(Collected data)
********

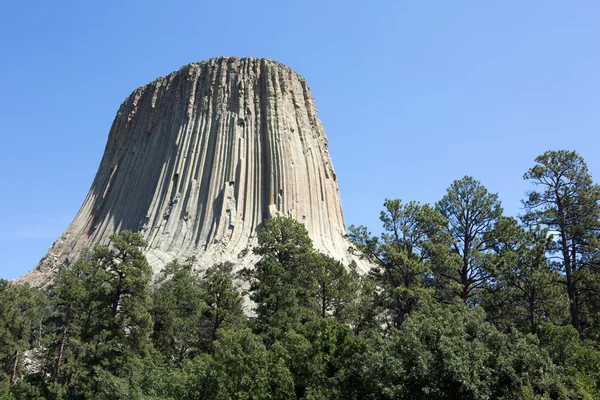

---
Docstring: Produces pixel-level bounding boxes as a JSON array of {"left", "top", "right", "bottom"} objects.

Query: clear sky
[{"left": 0, "top": 0, "right": 600, "bottom": 279}]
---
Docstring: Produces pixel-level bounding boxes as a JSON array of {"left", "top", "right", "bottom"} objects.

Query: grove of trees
[{"left": 0, "top": 150, "right": 600, "bottom": 400}]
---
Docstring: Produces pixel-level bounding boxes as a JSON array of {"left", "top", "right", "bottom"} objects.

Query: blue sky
[{"left": 0, "top": 0, "right": 600, "bottom": 279}]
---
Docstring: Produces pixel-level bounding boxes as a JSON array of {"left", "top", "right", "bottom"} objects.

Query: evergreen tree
[
  {"left": 436, "top": 176, "right": 502, "bottom": 304},
  {"left": 349, "top": 199, "right": 449, "bottom": 328},
  {"left": 0, "top": 279, "right": 48, "bottom": 395},
  {"left": 152, "top": 260, "right": 207, "bottom": 364},
  {"left": 524, "top": 150, "right": 600, "bottom": 332}
]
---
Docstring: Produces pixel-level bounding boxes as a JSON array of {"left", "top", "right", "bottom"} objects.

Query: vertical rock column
[{"left": 22, "top": 57, "right": 362, "bottom": 286}]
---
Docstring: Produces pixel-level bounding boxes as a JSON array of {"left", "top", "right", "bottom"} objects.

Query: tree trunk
[
  {"left": 557, "top": 201, "right": 581, "bottom": 332},
  {"left": 9, "top": 350, "right": 19, "bottom": 394},
  {"left": 54, "top": 323, "right": 67, "bottom": 382},
  {"left": 529, "top": 290, "right": 536, "bottom": 334}
]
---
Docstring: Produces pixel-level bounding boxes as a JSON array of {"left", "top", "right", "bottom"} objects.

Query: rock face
[{"left": 21, "top": 57, "right": 363, "bottom": 286}]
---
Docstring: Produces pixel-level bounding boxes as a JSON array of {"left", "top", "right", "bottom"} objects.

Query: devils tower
[{"left": 22, "top": 57, "right": 364, "bottom": 286}]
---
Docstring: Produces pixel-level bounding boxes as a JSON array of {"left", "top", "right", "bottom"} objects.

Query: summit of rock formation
[{"left": 21, "top": 57, "right": 364, "bottom": 286}]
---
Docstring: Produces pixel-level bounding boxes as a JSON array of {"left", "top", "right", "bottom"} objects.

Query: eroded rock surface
[{"left": 21, "top": 57, "right": 364, "bottom": 286}]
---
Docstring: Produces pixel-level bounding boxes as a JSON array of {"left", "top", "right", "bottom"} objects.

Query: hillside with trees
[{"left": 0, "top": 150, "right": 600, "bottom": 400}]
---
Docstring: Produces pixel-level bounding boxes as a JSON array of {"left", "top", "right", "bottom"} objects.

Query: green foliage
[
  {"left": 5, "top": 151, "right": 600, "bottom": 400},
  {"left": 436, "top": 176, "right": 502, "bottom": 305},
  {"left": 523, "top": 150, "right": 600, "bottom": 336},
  {"left": 349, "top": 200, "right": 449, "bottom": 328}
]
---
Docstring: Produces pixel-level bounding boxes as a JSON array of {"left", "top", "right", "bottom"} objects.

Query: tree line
[{"left": 0, "top": 151, "right": 600, "bottom": 399}]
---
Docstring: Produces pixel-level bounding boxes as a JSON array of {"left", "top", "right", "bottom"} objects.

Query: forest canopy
[{"left": 0, "top": 150, "right": 600, "bottom": 399}]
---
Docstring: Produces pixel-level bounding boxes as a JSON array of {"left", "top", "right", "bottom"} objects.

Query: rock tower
[{"left": 22, "top": 57, "right": 361, "bottom": 286}]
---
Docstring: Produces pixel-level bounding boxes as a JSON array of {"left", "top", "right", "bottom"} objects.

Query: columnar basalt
[{"left": 22, "top": 57, "right": 362, "bottom": 286}]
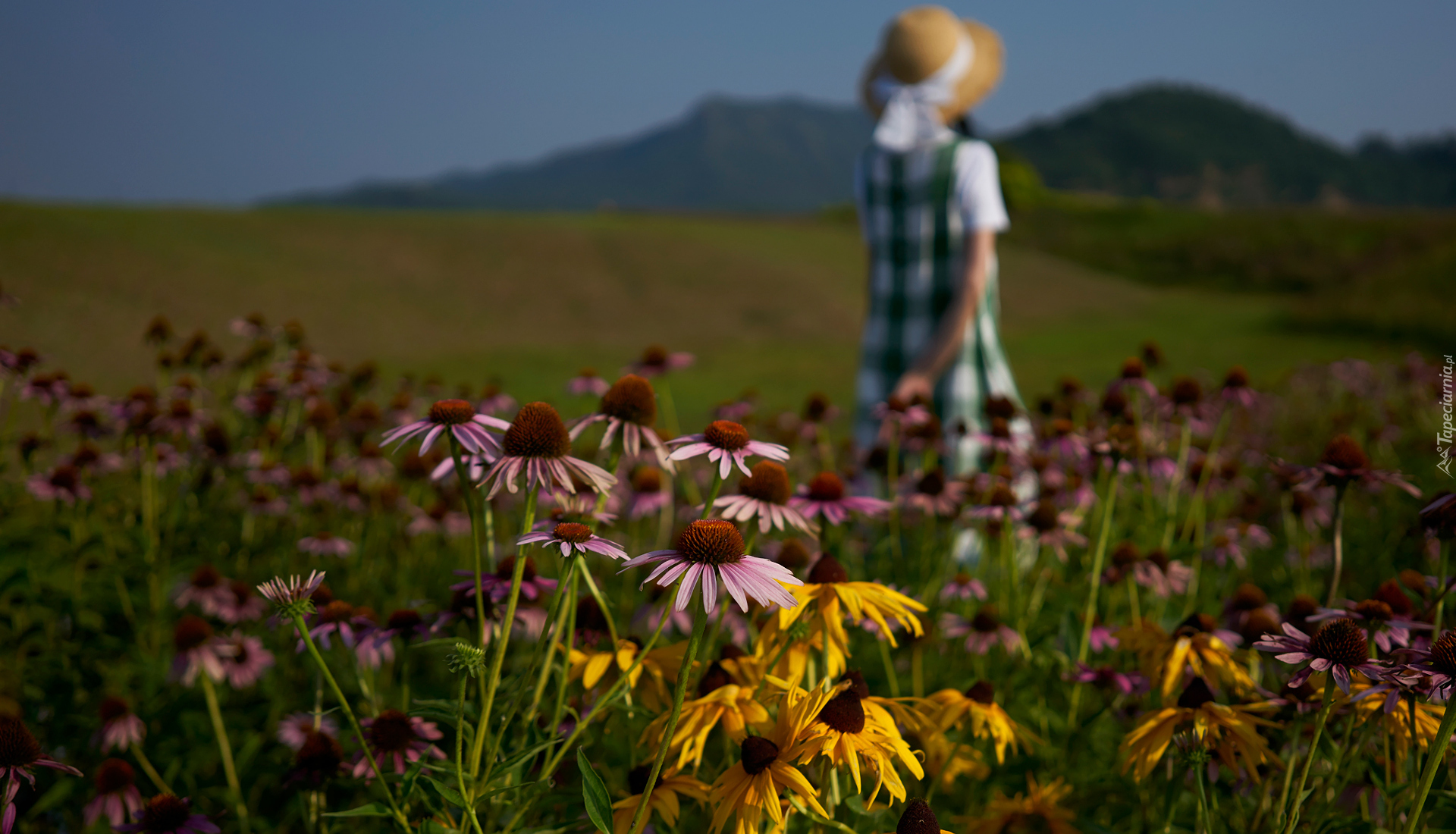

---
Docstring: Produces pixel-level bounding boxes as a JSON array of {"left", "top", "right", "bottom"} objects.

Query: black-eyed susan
[
  {"left": 799, "top": 684, "right": 924, "bottom": 805},
  {"left": 611, "top": 764, "right": 708, "bottom": 834},
  {"left": 708, "top": 685, "right": 834, "bottom": 834},
  {"left": 1119, "top": 679, "right": 1280, "bottom": 782},
  {"left": 777, "top": 553, "right": 926, "bottom": 677},
  {"left": 956, "top": 773, "right": 1078, "bottom": 834},
  {"left": 1117, "top": 614, "right": 1254, "bottom": 703},
  {"left": 929, "top": 681, "right": 1037, "bottom": 764},
  {"left": 642, "top": 662, "right": 769, "bottom": 769}
]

********

• SET PROBLEM:
Pick out every line of the listing above that contains the string "rock", matching case exactly.

• REPLY:
Query: vertical rock column
Query: rock face
Query: summit of rock formation
Query: eroded rock surface
Query: rock tower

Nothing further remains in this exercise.